AUFGABE 1 |
Gib aus dem Rezepttext den Abschnitt wörtlich wieder, der mit „Hühnermägen mit Zitrone, Kapern“ beginnt und bis einschließlich „ziemlich erfolgreich rekonstruiert.“ reicht.

===== AUSWAHL =====

Gésiers d'archosaure «Domino»

Hühnermägen mit Zitrone, Kapern und Majoran

Diesen Schmortopf mit Hühnermagen verdanken wir einer Inspiration aus dem Restaurant «Chez Omèr» in Port-Louis. Küchenchef Walter Lessing wollte uns das Rezept für seine Gésiers d'archosaure «Domino» zwar nicht verraten, doch wir haben es nach einigen Versuchen wohl ziemlich erfolgreich rekonstruiert.

=====

AUFGABE 2 |
Skaliere die Datenzeilen vom Anfang bis einschließlich der Zeile mit „xmin=642 ymin=528 xmax=1200 ymax=788“ und gib nur diese Zeilen vollständig mit ihrem gesamten Wortlaut erneut aus. Multipliziere dabei jede Koordinate in den Antworten mit 1,1, runde auf ganze Zahlen (bei ,5 wird aufgerundet) und lass die Bilder weg.

===== DATENZEILEN =====

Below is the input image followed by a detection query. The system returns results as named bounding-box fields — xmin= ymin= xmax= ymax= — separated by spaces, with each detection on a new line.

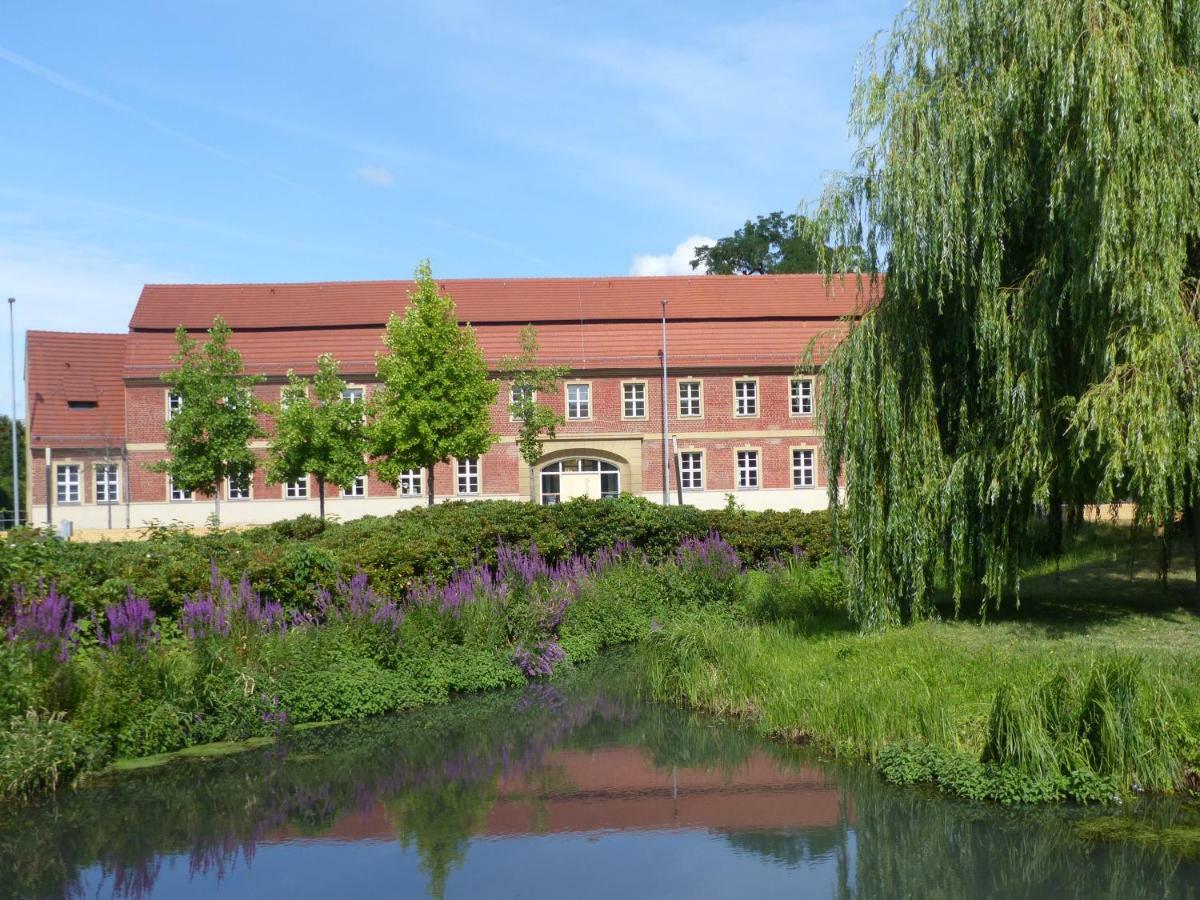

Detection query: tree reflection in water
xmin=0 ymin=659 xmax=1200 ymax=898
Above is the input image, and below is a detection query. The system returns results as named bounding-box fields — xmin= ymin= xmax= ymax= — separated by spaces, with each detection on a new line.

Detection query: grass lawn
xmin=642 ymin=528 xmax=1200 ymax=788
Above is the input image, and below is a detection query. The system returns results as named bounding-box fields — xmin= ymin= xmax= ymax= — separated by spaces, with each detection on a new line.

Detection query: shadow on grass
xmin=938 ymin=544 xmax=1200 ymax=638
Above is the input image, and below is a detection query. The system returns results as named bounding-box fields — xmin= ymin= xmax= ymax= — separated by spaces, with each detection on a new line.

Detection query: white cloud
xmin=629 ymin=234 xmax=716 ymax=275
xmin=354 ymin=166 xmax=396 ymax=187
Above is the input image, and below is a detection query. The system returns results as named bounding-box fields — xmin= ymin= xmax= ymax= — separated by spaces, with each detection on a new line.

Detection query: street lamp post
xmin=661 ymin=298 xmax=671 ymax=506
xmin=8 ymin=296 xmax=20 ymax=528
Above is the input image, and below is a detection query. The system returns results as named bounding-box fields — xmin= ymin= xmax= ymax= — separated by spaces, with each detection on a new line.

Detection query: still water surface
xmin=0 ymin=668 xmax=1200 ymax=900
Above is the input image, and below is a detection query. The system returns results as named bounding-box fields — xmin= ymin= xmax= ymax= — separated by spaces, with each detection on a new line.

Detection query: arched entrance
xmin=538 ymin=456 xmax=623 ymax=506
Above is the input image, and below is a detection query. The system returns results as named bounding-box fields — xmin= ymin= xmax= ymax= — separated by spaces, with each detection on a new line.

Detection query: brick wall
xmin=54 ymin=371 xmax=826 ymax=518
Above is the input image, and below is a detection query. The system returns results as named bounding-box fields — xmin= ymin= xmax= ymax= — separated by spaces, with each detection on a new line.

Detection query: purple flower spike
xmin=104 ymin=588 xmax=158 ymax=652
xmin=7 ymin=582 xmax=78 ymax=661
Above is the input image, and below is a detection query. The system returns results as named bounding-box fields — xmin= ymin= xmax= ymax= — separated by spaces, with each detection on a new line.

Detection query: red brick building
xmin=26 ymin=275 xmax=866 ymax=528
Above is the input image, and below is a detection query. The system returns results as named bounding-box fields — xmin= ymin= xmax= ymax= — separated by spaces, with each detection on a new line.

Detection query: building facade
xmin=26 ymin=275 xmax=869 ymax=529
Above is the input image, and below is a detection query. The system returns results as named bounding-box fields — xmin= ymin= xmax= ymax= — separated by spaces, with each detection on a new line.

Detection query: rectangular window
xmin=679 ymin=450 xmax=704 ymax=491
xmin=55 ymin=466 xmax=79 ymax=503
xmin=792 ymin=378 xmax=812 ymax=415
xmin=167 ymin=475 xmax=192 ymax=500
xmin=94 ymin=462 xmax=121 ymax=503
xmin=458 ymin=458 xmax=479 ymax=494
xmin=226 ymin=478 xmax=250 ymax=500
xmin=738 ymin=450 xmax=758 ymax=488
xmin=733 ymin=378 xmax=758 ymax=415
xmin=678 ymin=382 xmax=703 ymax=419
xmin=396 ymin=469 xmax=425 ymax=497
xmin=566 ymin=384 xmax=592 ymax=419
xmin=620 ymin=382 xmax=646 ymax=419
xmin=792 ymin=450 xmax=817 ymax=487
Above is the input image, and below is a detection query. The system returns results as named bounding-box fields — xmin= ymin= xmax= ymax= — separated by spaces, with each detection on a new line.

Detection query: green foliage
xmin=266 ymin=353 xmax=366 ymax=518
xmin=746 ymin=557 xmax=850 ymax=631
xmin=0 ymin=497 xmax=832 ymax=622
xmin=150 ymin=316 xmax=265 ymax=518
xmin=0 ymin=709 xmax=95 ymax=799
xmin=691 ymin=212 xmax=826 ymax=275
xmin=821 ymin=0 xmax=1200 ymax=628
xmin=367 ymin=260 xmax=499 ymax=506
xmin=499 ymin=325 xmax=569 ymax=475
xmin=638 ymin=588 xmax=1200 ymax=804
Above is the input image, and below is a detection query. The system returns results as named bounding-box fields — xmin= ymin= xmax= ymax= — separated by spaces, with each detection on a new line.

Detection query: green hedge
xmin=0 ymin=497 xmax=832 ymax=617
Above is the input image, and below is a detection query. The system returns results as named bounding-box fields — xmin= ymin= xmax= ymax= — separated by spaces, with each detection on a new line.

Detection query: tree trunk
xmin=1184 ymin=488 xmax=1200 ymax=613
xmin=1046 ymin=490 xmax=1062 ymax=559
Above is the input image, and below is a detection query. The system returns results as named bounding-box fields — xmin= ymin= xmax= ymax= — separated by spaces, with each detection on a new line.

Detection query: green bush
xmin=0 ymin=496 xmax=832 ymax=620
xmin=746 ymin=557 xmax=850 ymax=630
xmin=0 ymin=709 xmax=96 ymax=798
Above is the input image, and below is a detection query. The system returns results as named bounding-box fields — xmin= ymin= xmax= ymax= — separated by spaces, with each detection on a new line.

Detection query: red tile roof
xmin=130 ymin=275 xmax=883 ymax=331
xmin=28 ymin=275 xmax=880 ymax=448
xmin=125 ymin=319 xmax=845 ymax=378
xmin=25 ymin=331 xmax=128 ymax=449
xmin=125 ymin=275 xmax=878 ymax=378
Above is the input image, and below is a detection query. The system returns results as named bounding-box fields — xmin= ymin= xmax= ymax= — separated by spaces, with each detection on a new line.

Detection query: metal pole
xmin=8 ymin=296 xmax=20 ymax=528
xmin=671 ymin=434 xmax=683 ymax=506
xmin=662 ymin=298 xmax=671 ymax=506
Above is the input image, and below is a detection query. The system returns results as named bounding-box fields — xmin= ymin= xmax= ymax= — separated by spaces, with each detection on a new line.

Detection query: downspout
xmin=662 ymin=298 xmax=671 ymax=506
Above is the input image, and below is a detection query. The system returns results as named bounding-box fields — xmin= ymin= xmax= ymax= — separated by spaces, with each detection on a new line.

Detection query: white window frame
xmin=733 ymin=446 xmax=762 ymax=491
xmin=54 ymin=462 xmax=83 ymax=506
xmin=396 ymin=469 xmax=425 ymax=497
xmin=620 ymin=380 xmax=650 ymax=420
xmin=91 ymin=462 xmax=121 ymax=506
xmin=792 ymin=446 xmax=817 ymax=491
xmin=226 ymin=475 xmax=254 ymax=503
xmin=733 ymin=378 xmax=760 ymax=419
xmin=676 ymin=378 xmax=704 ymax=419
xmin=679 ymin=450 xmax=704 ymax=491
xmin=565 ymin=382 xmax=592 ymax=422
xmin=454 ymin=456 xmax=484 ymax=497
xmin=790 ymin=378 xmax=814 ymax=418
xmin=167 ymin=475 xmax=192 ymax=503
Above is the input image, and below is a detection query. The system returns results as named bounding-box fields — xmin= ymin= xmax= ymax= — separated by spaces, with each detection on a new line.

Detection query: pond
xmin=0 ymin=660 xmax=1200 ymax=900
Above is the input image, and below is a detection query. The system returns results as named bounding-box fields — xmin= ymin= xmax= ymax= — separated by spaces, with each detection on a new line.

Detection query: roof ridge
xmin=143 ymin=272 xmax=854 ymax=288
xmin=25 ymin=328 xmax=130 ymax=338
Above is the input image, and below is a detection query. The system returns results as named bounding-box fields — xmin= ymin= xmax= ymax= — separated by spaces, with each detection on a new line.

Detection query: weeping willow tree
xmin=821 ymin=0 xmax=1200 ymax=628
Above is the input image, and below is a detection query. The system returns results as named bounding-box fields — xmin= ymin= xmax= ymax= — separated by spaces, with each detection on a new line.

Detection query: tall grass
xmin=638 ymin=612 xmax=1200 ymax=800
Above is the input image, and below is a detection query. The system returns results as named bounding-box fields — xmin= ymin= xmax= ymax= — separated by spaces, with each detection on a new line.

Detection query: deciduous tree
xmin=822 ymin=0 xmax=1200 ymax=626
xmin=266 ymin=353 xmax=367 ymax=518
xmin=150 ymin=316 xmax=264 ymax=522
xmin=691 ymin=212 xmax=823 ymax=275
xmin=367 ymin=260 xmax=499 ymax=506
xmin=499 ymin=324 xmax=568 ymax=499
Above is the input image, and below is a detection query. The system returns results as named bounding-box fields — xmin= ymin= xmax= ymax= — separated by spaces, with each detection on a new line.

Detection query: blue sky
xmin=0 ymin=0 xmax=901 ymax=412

=====

SCHRIFTLICHE ANTWORT 1 |
Hühnermägen mit Zitrone, Kapern und Majoran

Diesen Schmortopf mit Hühnermagen verdanken wir einer Inspiration aus dem Restaurant «Chez Omèr» in Port-Louis. Küchenchef Walter Lessing wollte uns das Rezept für seine Gésiers d'archosaure «Domino» zwar nicht verraten, doch wir haben es nach einigen Versuchen wohl ziemlich erfolgreich rekonstruiert.

SCHRIFTLICHE ANTWORT 2 |
Below is the input image followed by a detection query. The system returns results as named bounding-box fields — xmin= ymin= xmax= ymax= — separated by spaces, with each detection on a new line.


Detection query: tree reflection in water
xmin=0 ymin=725 xmax=1320 ymax=988
Above is the input image, and below is a detection query. The system returns results as named bounding-box fields — xmin= ymin= xmax= ymax= — separated by spaces, with each detection on a new line.

Detection query: grass lawn
xmin=706 ymin=581 xmax=1320 ymax=867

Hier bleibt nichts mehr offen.